(STATED GOAL) In the items below, swap "pink" for "purple" everywhere it occurs and return the lines with nothing else changed.

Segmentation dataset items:
--------------------

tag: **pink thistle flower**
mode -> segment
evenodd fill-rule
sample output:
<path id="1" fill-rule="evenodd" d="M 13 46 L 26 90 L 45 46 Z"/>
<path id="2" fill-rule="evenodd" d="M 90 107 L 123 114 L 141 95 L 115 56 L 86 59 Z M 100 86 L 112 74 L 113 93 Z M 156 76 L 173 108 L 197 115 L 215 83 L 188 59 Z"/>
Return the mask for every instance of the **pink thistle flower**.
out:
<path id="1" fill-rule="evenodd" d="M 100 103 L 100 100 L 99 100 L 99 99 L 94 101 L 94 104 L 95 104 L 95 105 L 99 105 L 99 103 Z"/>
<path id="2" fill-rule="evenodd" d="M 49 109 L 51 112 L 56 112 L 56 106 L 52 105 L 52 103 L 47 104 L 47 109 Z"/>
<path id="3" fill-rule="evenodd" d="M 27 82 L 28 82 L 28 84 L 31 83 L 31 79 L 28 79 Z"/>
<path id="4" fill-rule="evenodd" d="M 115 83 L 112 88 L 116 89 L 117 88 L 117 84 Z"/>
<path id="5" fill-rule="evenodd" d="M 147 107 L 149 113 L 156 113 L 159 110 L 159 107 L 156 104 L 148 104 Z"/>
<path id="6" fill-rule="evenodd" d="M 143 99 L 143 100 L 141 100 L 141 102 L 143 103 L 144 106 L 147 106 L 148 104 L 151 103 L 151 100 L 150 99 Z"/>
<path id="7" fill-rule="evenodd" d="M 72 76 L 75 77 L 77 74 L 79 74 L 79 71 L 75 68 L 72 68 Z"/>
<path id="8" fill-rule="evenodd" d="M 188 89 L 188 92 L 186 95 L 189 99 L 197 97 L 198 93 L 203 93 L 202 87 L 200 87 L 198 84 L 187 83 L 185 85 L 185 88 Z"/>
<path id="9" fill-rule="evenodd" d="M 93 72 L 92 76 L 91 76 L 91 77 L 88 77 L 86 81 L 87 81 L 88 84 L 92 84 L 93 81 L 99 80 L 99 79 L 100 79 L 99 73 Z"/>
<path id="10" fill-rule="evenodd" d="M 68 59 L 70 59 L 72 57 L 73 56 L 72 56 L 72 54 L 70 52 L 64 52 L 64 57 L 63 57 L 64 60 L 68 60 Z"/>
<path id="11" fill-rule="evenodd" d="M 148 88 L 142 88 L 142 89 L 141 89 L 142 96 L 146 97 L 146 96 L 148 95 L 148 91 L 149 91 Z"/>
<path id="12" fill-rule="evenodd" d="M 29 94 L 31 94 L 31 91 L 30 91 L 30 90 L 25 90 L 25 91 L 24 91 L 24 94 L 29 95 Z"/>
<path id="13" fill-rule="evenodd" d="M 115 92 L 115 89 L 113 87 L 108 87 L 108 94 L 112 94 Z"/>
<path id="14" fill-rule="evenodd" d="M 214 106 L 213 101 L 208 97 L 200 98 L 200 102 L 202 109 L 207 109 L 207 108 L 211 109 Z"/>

--------------------

(ANSWER FOR THE TASK)
tag: **purple thistle flower**
mode -> segment
evenodd fill-rule
sample output:
<path id="1" fill-rule="evenodd" d="M 13 46 L 26 90 L 45 46 Z"/>
<path id="2" fill-rule="evenodd" d="M 90 107 L 123 114 L 141 95 L 115 56 L 86 59 Z M 100 86 L 112 74 L 113 93 Z M 156 76 L 173 108 L 197 115 L 215 83 L 188 59 Z"/>
Return the mask for every instance of the **purple thistle flower**.
out:
<path id="1" fill-rule="evenodd" d="M 100 103 L 100 100 L 99 100 L 99 99 L 94 101 L 94 104 L 95 104 L 95 105 L 99 105 L 99 103 Z"/>
<path id="2" fill-rule="evenodd" d="M 49 109 L 51 112 L 56 112 L 56 106 L 52 105 L 52 103 L 47 104 L 47 109 Z"/>
<path id="3" fill-rule="evenodd" d="M 27 82 L 28 82 L 28 84 L 31 83 L 31 79 L 28 79 Z"/>
<path id="4" fill-rule="evenodd" d="M 115 83 L 112 88 L 116 89 L 117 88 L 117 84 Z"/>
<path id="5" fill-rule="evenodd" d="M 147 107 L 149 113 L 156 113 L 159 110 L 159 107 L 156 104 L 148 104 Z"/>
<path id="6" fill-rule="evenodd" d="M 143 99 L 143 100 L 141 100 L 141 102 L 143 103 L 144 106 L 147 106 L 148 104 L 151 103 L 151 100 L 150 99 Z"/>
<path id="7" fill-rule="evenodd" d="M 72 76 L 75 77 L 77 74 L 79 74 L 79 71 L 75 68 L 72 68 Z"/>
<path id="8" fill-rule="evenodd" d="M 188 89 L 188 92 L 186 95 L 189 99 L 197 97 L 198 93 L 203 93 L 202 87 L 200 87 L 198 84 L 187 83 L 185 85 L 185 88 Z"/>
<path id="9" fill-rule="evenodd" d="M 93 72 L 92 76 L 91 76 L 91 77 L 88 77 L 86 81 L 87 81 L 88 84 L 92 84 L 93 81 L 99 80 L 99 79 L 100 79 L 99 73 Z"/>
<path id="10" fill-rule="evenodd" d="M 68 59 L 70 59 L 72 57 L 73 56 L 72 56 L 72 54 L 70 52 L 64 52 L 64 57 L 63 57 L 64 60 L 68 60 Z"/>
<path id="11" fill-rule="evenodd" d="M 148 88 L 142 88 L 142 89 L 141 89 L 142 96 L 146 97 L 146 96 L 148 95 L 148 91 L 149 91 Z"/>
<path id="12" fill-rule="evenodd" d="M 29 94 L 31 94 L 31 91 L 30 91 L 30 90 L 25 90 L 25 91 L 24 91 L 24 94 L 29 95 Z"/>
<path id="13" fill-rule="evenodd" d="M 115 92 L 115 89 L 113 87 L 108 87 L 108 94 L 112 94 Z"/>
<path id="14" fill-rule="evenodd" d="M 214 106 L 213 101 L 208 97 L 200 98 L 200 102 L 202 109 L 207 109 L 207 108 L 211 109 Z"/>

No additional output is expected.